Region pointing data:
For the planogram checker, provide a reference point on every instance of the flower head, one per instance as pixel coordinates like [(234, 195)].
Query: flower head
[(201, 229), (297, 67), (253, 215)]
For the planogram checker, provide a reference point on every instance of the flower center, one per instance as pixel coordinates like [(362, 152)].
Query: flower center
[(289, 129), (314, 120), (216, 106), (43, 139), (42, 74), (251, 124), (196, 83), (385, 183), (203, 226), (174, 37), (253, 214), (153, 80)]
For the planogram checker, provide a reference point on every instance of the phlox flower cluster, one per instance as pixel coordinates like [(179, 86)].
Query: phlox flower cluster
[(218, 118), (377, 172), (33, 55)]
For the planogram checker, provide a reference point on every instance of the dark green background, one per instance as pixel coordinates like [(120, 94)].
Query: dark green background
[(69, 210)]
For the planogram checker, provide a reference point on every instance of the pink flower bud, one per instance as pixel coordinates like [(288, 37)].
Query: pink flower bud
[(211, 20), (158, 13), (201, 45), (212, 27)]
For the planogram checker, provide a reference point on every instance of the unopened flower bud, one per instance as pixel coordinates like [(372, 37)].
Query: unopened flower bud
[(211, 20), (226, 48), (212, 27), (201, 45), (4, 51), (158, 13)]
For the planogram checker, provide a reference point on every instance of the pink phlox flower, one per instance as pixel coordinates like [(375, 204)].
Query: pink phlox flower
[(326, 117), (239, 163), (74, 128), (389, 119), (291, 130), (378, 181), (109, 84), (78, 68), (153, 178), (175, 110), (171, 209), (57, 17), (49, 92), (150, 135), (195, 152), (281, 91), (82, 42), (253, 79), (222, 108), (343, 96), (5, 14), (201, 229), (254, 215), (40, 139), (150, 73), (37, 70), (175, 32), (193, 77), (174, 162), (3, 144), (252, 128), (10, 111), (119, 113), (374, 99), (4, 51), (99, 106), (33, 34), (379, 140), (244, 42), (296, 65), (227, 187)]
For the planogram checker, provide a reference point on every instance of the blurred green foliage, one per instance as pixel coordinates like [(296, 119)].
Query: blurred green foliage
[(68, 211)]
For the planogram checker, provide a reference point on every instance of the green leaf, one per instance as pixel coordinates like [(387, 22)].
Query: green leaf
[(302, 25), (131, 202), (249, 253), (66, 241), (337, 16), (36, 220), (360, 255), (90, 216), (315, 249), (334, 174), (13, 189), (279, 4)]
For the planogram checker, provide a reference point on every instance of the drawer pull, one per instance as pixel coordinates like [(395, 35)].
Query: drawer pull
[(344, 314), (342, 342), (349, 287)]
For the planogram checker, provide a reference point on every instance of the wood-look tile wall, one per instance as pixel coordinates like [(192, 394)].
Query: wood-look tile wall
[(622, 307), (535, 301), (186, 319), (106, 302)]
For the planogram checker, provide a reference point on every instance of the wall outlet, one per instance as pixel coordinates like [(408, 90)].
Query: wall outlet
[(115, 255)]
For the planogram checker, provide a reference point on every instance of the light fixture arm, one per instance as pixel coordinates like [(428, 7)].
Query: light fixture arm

**WORK ITEM**
Every record, restated word for word, should make up your reply.

**OUTPUT OF THE EXERCISE**
For the planogram checker, provide a reference point on every instance of the flower head, one per instance as pixel coordinates like [(234, 195)].
Query: flower head
[(201, 229), (297, 67), (253, 215)]
For the planogram checker, provide a reference point on every instance of the flower center, one per instance as pixel coordinates like [(362, 152)].
Query: flower center
[(289, 129), (314, 120), (216, 106), (43, 139), (42, 74), (251, 124), (196, 83), (385, 183), (203, 226), (174, 37), (253, 214), (153, 80)]
For the planogram checker, provide a reference point on every instance of the phlox flower cluster, one per instance as pixel coordinates like [(179, 86)].
Query: phlox flower cluster
[(218, 118), (377, 172), (33, 55)]
For the planogram checker, provide a reference point on every instance of the dark green background, one per instance as pixel coordinates like [(120, 94)].
Query: dark green background
[(69, 210)]
For the planogram checker, provide a reference point on every instance of the pink flower bud, one per instance as pixel coordinates like [(288, 37)].
Query: pink flower bud
[(211, 20), (158, 13), (201, 45), (212, 27)]
For the planogram checker, provide a reference point on every instance of the unopened flower bud, one per instance as pixel coordinates like [(372, 37)].
Query: unopened flower bud
[(211, 20), (226, 48), (212, 27), (201, 45), (4, 51), (158, 13)]
For the planogram checker, provide a reference point on every instance of the pink phlox flower, one per instance as pixel coordinates like [(375, 204)].
Query: pink phlox flower
[(326, 117), (239, 163), (74, 128), (389, 119), (291, 130), (378, 181), (109, 84), (78, 68), (153, 178), (175, 110), (171, 209), (57, 17), (49, 92), (150, 135), (195, 152), (281, 91), (82, 42), (253, 79), (222, 108), (343, 96), (5, 14), (201, 229), (254, 215), (40, 139), (150, 73), (37, 70), (175, 32), (193, 77), (174, 162), (3, 144), (252, 128), (10, 111), (119, 113), (374, 99), (4, 51), (99, 106), (33, 34), (379, 140), (244, 42), (296, 65), (227, 187)]
For the planogram checker, provide a reference point on every instance of the blurred green foliage, one per instance as pixel coordinates like [(296, 119)].
Query: blurred green foliage
[(68, 211)]
For the planogram checker, provide a reference point on every instance of the green leaf, one per instance as pixel coordinates like [(387, 22)].
Query: green leaf
[(302, 25), (131, 202), (249, 253), (66, 241), (337, 16), (36, 220), (360, 255), (90, 216), (315, 249), (334, 174), (13, 189), (279, 4)]
For the planogram checker, provide a reference point on every instance of the drawer pull, one per instance as pixel coordinates like [(395, 35)].
Query: drawer pull
[(344, 314), (342, 342), (349, 287)]
For the planogram checker, provide a reference point on every instance of the wood-look tile wall, one per instance as pixel coordinates like [(192, 394)].
Query: wood-look tile wall
[(622, 307), (535, 301), (186, 319), (106, 302)]
For the planogram checker, provide a reference point on every instance of the wall outlet, one per instance as pixel coordinates like [(408, 90)].
Query: wall outlet
[(115, 255)]
For the planogram checker, provide a reference point on every instance of the light fixture arm, one per instance as pixel coordinates like [(428, 7)].
Query: light fixture arm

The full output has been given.